EXERCISE PROMPT
Repeat the records below word for word, from the line that contains "Where is the car" through the end of the records.

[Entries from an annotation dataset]
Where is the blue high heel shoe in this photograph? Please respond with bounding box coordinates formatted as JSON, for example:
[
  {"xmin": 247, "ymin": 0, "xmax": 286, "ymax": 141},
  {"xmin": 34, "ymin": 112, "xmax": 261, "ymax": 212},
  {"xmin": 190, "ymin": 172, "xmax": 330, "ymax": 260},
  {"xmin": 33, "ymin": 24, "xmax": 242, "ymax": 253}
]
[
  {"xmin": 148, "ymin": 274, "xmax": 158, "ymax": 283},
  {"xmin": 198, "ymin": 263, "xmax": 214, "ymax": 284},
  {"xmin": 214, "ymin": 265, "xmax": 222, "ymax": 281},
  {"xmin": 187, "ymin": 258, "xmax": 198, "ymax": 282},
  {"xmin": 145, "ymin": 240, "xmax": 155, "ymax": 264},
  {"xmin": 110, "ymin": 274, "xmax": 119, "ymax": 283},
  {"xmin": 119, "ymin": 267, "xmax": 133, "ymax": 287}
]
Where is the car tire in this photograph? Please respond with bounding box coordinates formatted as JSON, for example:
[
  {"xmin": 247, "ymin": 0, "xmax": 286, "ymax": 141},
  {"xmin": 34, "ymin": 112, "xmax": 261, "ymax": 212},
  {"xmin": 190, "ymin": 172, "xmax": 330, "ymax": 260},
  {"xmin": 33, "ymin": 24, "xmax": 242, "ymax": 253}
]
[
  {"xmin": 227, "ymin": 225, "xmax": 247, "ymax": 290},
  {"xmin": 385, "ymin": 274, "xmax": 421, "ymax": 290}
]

SOLUTION TO THE PROBLEM
Where is the car tire in this photograph? Please respond with bounding box coordinates formatted as JSON, for example:
[
  {"xmin": 247, "ymin": 0, "xmax": 286, "ymax": 141},
  {"xmin": 34, "ymin": 112, "xmax": 261, "ymax": 212},
  {"xmin": 190, "ymin": 172, "xmax": 330, "ymax": 260},
  {"xmin": 33, "ymin": 24, "xmax": 242, "ymax": 253}
]
[
  {"xmin": 227, "ymin": 225, "xmax": 247, "ymax": 290},
  {"xmin": 385, "ymin": 274, "xmax": 421, "ymax": 290}
]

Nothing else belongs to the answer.